Exercise
Transcribe, without alteration, the line that includes "Point to the sky, one" and each line after it until the records end, omitting all that precede it.

Exercise data
● ● ●
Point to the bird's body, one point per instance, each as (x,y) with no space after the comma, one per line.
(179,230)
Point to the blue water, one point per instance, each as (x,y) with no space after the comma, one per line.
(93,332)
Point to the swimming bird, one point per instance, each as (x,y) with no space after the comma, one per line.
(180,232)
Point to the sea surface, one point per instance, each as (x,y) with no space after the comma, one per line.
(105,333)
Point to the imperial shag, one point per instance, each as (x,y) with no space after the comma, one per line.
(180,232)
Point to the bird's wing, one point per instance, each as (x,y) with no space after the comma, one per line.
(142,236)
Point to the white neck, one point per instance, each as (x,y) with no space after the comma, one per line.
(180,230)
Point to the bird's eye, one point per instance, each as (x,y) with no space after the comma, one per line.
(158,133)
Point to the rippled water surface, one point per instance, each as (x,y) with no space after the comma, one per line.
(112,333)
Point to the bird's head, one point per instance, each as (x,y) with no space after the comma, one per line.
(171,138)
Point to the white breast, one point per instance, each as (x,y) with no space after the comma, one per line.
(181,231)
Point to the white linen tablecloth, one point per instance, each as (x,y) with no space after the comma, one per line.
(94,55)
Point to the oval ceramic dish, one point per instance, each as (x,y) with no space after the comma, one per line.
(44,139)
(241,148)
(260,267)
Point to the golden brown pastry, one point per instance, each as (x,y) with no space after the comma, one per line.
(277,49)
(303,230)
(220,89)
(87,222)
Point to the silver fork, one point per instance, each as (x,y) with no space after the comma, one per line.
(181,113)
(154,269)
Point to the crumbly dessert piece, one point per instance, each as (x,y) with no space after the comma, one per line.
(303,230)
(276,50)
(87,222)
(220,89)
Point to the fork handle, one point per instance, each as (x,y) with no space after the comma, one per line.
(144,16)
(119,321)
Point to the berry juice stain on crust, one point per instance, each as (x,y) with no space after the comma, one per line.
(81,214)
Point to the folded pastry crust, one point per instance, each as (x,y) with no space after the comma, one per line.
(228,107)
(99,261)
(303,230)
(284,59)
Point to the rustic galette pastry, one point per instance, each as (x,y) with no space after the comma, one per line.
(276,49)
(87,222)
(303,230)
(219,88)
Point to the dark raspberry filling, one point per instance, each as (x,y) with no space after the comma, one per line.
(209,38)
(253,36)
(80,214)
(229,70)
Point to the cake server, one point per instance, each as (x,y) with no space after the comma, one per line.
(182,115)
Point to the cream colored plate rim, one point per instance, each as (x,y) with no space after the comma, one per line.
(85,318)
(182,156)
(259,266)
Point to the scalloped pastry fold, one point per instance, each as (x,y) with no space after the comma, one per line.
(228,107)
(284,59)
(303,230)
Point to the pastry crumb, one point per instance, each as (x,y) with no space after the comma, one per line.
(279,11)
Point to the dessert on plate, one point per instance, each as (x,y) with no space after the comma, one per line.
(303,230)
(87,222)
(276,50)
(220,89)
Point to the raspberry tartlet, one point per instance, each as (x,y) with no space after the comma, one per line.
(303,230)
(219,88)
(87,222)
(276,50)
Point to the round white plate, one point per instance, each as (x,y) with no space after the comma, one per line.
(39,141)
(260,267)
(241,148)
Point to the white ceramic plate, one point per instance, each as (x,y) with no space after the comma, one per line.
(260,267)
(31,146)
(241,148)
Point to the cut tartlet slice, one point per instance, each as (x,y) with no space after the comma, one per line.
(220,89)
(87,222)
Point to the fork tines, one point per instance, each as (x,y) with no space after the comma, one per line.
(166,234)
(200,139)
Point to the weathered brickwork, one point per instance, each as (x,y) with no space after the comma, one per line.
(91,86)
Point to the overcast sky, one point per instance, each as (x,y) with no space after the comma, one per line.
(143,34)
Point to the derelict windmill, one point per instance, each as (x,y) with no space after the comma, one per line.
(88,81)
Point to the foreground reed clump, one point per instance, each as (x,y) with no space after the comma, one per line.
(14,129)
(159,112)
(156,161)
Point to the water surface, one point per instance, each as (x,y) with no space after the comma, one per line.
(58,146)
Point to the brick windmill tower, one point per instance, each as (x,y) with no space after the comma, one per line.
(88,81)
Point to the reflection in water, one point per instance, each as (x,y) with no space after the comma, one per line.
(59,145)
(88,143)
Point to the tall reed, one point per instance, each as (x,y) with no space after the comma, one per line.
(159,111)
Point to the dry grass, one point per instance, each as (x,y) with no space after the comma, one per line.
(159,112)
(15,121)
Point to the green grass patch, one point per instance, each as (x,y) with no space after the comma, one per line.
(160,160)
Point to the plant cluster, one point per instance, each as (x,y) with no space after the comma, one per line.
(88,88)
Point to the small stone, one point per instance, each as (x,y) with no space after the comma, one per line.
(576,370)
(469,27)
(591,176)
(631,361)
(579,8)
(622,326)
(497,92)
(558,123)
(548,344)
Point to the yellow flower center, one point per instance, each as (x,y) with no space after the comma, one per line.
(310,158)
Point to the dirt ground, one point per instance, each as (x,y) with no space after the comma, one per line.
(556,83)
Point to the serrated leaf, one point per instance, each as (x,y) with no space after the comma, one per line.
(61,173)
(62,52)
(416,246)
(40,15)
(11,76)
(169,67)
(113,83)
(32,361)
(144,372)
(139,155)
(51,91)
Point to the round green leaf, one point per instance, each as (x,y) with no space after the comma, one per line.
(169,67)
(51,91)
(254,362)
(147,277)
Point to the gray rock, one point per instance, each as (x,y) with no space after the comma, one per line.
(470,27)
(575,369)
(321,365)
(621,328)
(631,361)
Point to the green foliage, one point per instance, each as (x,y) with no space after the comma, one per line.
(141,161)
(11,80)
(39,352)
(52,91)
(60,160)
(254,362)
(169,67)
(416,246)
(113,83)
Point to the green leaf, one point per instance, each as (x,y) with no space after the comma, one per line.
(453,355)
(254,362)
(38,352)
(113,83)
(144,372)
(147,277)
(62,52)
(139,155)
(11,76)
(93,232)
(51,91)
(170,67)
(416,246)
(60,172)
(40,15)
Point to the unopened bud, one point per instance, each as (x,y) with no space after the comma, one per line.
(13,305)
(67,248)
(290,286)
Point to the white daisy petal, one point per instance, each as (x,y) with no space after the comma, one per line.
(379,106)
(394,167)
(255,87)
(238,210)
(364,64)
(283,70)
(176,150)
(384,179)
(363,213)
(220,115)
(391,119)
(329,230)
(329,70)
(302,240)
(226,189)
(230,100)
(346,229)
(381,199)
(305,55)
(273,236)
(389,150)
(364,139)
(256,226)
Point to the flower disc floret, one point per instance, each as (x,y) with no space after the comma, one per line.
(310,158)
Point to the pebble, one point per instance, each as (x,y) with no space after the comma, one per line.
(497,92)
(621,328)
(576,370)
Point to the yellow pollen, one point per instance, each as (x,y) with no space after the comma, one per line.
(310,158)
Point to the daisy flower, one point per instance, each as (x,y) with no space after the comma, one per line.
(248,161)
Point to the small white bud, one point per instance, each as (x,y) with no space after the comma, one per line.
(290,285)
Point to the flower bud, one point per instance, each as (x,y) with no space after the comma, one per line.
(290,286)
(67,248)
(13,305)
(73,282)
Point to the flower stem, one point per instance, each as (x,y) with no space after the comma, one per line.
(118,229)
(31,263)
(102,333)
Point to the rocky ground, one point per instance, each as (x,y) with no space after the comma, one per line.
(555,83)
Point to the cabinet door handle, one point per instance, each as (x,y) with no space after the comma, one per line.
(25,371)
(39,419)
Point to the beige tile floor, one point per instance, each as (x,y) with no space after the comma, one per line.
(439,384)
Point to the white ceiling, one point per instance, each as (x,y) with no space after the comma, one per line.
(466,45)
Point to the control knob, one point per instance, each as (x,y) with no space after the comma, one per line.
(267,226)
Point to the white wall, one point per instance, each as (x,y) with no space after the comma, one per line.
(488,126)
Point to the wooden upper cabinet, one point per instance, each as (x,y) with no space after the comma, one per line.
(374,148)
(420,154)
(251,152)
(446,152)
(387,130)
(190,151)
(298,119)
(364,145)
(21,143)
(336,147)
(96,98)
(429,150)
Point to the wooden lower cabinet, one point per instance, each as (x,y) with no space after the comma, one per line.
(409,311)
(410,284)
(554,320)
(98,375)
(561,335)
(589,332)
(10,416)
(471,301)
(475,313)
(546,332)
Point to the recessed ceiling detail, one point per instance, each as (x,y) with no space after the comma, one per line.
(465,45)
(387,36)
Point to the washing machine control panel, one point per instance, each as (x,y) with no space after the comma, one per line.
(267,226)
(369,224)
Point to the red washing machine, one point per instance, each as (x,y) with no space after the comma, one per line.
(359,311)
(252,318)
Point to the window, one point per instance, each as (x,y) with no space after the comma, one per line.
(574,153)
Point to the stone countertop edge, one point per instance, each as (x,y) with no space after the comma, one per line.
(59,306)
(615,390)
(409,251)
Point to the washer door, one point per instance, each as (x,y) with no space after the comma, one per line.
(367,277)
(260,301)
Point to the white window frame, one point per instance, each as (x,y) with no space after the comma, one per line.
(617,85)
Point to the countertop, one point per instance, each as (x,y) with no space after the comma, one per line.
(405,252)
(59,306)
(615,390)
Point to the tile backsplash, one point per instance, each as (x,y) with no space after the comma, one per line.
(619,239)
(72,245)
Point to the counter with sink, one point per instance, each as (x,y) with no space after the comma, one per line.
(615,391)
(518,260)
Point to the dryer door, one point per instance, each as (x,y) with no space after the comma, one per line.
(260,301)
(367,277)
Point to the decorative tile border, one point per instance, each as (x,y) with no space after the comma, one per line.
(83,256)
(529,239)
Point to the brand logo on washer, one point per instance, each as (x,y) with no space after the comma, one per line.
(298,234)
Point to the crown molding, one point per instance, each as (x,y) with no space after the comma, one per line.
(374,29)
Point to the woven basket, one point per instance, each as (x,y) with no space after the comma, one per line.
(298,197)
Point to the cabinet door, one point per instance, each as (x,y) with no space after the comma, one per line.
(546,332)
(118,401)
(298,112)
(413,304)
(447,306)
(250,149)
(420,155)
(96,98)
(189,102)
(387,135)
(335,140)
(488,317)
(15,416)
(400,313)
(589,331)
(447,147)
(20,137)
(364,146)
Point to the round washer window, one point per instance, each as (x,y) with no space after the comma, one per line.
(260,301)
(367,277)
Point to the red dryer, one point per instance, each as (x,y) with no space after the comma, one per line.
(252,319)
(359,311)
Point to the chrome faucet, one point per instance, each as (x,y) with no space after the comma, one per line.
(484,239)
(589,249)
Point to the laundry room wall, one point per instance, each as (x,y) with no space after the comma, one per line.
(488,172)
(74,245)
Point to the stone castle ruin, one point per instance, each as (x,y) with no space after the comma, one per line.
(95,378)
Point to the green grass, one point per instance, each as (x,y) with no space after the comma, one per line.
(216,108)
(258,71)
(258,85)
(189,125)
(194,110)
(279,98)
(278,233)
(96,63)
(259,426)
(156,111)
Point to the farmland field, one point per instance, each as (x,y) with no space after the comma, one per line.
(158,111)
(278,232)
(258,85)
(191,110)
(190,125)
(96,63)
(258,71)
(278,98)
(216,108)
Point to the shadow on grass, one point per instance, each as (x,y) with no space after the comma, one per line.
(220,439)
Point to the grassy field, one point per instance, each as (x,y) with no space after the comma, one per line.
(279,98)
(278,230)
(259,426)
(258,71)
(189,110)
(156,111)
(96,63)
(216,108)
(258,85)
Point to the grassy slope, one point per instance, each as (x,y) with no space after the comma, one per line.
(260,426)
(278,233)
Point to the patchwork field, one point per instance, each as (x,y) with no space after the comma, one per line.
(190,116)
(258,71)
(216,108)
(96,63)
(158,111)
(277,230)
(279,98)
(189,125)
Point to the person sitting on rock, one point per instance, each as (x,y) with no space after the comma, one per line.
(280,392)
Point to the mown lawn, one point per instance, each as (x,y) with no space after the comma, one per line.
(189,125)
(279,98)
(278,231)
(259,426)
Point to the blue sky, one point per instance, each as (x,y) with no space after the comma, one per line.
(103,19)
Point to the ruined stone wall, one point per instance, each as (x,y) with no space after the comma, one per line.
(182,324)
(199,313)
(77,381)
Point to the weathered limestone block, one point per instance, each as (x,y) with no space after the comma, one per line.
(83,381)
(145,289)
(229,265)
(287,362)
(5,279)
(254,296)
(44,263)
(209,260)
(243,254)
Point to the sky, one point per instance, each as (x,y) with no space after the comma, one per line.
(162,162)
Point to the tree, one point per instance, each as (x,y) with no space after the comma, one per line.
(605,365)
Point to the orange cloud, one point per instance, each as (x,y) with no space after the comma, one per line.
● ● ●
Task answer
Point to the sky, one point per instance, each as (x,y) with no space after the comma, one per line.
(162,162)
Point to the tree, one point per instance, each as (x,y) with no space after the comma, one per line.
(605,365)
Point to the orange cloud, one point per instance, each as (x,y) with no space after the comma, one per line.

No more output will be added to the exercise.